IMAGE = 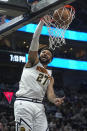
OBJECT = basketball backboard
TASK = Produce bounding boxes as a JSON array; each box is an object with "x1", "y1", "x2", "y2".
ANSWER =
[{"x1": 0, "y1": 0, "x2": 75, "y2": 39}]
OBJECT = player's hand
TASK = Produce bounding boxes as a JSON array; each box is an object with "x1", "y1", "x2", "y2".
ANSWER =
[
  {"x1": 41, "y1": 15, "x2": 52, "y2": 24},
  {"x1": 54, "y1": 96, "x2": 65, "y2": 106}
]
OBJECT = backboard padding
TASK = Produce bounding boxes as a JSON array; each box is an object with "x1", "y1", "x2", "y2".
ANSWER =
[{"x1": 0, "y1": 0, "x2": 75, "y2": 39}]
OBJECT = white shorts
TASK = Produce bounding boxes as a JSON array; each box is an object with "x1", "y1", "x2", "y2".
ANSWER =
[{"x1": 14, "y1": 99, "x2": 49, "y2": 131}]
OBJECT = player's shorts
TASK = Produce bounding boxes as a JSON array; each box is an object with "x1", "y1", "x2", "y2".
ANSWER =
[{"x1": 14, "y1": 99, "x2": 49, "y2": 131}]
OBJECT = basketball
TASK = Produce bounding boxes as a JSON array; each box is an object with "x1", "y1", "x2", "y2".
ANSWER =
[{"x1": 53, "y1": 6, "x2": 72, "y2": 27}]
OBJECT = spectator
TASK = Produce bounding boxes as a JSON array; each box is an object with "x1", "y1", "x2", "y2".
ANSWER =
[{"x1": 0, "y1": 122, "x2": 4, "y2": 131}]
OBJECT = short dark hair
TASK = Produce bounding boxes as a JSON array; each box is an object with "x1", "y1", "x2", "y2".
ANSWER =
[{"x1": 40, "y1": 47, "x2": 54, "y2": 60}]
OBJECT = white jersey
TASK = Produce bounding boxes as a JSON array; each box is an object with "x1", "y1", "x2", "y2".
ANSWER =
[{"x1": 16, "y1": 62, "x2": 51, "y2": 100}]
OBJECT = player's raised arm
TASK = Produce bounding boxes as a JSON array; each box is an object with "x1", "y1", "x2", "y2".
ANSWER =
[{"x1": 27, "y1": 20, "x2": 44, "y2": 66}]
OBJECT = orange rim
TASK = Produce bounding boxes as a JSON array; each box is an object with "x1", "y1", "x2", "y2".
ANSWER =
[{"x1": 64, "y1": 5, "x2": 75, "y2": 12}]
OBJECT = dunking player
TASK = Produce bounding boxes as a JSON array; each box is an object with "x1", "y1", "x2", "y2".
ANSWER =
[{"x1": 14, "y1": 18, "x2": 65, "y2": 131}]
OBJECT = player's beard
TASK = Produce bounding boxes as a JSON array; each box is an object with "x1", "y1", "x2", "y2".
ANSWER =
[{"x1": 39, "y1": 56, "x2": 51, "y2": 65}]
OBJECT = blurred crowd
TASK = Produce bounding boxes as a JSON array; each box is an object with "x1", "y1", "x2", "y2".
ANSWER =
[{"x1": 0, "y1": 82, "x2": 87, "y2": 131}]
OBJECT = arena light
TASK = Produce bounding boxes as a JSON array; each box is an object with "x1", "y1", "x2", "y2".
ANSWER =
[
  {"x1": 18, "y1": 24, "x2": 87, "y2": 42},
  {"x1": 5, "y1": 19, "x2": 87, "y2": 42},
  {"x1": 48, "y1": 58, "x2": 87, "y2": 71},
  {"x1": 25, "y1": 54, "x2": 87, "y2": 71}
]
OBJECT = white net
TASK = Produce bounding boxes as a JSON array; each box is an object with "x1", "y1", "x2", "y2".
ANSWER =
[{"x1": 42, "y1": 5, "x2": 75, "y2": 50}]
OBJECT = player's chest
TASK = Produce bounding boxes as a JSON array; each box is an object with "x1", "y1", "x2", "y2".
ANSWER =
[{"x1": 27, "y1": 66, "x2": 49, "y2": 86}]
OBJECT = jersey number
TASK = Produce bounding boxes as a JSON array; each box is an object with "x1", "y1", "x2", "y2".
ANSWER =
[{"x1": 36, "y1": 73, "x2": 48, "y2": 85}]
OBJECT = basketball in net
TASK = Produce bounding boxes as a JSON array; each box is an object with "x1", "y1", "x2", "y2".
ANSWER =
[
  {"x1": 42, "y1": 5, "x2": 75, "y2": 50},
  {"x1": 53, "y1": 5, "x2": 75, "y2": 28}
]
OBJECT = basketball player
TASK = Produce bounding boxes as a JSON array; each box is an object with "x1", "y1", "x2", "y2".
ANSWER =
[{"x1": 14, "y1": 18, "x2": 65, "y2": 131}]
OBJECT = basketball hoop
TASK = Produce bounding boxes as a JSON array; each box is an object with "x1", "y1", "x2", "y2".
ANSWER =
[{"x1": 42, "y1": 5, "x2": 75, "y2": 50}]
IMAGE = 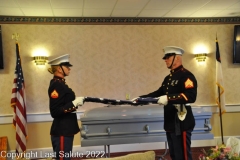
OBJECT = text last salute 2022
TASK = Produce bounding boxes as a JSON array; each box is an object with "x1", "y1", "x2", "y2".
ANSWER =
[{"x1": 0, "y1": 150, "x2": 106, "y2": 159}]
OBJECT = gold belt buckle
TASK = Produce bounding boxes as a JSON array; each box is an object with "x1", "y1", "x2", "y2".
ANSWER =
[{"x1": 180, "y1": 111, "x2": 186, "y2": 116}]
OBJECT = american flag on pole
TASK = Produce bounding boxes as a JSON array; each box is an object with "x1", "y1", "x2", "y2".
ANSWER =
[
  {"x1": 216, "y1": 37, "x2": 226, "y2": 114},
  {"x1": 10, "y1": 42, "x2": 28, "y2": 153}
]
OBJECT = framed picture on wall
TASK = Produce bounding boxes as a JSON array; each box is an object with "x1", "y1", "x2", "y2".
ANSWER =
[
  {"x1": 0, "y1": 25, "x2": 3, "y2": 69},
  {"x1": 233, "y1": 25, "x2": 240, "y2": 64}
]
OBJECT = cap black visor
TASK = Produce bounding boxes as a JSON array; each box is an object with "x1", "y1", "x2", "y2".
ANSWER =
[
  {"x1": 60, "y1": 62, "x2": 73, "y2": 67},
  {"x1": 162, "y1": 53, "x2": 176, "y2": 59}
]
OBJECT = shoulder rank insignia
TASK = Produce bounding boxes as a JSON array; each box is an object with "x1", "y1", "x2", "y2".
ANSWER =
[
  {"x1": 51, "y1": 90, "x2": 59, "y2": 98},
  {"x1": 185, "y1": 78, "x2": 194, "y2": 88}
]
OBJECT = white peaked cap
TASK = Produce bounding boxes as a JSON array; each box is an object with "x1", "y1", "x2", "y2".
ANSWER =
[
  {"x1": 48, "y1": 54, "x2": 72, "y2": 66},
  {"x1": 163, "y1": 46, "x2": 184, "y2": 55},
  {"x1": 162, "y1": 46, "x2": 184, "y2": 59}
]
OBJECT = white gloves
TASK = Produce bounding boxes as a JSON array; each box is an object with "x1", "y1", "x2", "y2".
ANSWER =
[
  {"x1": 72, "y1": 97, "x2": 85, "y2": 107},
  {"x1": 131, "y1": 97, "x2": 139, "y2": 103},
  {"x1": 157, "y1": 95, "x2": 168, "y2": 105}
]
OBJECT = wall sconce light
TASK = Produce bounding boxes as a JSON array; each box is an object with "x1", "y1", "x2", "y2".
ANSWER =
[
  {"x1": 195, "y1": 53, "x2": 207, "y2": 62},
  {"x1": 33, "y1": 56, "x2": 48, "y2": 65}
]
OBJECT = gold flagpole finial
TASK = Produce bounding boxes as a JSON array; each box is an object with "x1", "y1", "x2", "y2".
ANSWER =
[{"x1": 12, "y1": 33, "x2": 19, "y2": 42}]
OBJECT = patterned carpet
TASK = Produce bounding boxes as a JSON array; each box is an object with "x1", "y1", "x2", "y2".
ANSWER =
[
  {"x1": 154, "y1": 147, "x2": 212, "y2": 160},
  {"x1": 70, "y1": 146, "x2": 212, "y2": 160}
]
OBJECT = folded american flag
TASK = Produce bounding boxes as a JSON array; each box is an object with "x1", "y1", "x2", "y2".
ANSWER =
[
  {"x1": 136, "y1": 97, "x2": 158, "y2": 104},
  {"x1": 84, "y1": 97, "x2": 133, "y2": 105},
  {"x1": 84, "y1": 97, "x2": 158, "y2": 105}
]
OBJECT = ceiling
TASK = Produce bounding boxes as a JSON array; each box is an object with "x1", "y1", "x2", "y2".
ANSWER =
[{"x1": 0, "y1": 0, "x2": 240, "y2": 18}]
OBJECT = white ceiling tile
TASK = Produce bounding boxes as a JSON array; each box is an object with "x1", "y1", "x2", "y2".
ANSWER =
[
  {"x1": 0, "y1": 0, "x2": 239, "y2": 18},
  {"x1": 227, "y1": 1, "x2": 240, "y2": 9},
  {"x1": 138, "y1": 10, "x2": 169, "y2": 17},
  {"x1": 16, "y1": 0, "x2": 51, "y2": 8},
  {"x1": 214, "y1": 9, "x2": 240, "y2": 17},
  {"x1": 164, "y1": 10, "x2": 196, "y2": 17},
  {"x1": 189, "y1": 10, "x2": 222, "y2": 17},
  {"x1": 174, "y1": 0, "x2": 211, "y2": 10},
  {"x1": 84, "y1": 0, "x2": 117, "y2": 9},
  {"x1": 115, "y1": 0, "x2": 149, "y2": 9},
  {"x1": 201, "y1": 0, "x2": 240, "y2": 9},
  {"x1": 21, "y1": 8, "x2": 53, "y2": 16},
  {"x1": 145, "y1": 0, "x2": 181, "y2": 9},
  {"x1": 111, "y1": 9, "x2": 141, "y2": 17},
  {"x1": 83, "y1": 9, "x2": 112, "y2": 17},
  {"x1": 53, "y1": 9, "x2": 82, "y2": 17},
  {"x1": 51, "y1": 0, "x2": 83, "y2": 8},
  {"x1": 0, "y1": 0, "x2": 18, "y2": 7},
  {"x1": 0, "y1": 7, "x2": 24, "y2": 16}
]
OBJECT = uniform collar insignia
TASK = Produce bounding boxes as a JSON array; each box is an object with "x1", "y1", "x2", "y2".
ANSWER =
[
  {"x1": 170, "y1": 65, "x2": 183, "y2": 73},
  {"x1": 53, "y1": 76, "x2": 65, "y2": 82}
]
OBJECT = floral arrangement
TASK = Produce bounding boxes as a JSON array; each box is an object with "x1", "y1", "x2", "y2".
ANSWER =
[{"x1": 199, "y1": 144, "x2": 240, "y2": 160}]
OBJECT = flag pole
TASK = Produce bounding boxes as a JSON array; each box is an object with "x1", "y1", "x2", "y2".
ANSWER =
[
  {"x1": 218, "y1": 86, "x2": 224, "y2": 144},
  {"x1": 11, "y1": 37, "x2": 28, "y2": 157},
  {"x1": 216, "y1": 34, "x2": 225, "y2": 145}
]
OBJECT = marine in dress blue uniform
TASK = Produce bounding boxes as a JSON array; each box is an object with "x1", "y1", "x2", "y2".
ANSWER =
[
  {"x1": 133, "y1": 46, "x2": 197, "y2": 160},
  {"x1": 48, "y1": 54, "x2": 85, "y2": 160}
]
--
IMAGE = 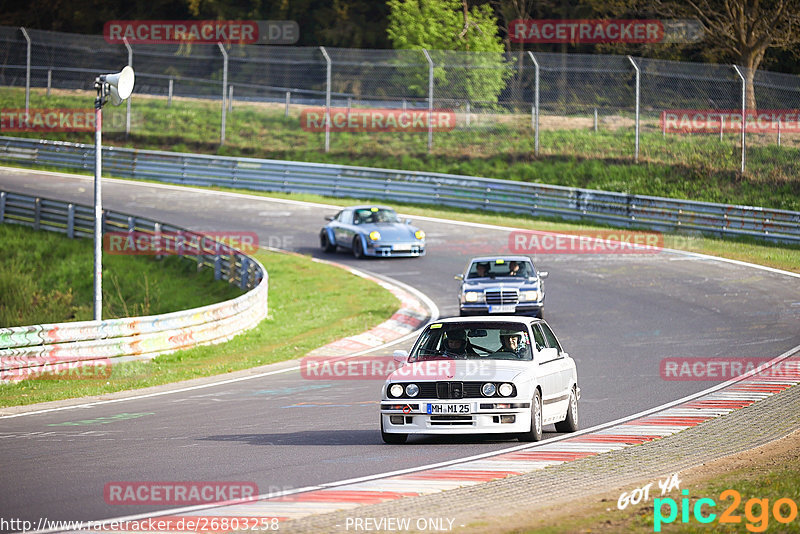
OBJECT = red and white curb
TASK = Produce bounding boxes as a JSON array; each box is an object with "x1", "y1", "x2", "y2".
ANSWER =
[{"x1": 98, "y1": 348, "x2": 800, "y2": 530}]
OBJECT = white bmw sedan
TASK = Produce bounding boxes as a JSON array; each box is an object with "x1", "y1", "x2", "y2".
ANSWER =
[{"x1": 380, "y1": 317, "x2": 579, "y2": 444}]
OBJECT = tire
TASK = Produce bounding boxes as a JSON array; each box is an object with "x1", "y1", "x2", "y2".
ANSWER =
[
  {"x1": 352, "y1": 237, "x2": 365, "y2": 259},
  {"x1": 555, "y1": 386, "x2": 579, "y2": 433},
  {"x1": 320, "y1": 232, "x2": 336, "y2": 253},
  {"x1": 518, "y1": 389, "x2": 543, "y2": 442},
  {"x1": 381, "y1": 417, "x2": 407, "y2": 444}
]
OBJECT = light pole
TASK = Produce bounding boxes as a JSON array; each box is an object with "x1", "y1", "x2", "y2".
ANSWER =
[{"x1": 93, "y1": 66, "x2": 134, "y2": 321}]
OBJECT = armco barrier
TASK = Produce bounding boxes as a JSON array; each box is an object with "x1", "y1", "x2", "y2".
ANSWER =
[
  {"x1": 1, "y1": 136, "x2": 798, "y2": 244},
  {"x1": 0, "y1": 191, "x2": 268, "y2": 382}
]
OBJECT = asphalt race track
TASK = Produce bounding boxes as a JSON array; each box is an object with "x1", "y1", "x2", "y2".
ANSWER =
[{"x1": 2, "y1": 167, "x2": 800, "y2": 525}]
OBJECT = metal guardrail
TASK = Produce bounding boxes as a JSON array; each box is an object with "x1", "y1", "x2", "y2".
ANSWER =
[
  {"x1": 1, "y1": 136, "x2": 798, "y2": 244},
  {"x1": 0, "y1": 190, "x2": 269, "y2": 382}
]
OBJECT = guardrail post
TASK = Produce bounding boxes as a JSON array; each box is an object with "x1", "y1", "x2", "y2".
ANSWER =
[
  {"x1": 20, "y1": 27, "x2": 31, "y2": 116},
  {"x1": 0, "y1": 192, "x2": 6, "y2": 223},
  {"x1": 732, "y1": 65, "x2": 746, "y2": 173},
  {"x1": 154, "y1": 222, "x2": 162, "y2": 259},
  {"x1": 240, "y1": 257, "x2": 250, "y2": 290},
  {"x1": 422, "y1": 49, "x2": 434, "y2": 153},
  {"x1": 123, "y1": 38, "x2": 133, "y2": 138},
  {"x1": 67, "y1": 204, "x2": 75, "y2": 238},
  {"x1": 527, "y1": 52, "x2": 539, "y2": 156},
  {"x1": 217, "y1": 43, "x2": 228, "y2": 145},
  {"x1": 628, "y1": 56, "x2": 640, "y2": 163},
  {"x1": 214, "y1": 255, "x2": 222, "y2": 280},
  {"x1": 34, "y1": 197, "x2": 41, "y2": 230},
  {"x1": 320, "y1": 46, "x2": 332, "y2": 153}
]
---
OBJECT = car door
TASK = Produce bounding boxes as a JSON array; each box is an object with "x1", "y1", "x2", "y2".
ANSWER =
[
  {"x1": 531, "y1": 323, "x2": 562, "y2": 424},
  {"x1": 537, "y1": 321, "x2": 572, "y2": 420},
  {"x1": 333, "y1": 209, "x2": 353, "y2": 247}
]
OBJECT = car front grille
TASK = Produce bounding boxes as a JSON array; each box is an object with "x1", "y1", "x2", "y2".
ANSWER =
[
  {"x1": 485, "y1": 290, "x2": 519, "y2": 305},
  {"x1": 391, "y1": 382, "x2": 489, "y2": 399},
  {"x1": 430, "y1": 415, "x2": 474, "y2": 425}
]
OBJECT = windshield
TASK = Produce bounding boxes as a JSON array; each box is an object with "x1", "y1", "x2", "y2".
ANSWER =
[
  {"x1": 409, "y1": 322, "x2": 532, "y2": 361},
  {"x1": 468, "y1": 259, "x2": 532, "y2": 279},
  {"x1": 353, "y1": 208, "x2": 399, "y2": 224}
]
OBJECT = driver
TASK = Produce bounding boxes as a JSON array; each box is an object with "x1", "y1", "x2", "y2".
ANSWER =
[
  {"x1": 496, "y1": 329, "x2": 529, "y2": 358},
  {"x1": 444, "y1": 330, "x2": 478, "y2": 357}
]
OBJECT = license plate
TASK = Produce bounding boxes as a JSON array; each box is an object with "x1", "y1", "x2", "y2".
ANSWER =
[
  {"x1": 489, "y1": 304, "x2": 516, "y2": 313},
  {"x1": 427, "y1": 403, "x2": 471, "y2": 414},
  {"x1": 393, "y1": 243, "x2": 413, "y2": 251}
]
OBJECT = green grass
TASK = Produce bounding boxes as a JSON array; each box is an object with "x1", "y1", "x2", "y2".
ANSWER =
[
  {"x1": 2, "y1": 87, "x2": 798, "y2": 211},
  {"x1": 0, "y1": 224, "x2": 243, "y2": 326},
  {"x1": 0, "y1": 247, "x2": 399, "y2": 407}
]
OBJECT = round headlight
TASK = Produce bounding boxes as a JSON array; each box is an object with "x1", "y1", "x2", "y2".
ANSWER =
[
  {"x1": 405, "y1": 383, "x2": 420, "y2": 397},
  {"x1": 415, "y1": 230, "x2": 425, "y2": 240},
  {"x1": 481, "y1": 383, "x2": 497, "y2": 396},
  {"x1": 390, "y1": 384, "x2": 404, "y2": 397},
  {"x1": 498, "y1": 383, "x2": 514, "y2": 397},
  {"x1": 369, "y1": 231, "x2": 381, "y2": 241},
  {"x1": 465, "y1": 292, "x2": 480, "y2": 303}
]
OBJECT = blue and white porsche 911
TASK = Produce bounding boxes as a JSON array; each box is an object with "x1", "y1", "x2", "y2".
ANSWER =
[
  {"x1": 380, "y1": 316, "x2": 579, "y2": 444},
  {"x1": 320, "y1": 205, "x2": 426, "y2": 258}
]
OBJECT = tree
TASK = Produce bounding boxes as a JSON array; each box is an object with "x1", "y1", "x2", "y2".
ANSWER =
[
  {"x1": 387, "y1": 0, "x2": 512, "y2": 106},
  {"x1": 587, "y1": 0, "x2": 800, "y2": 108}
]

## Instructions for the task
Tally lines in the listing above that include the word "american"; respond with that number only.

## Output for this exercise
2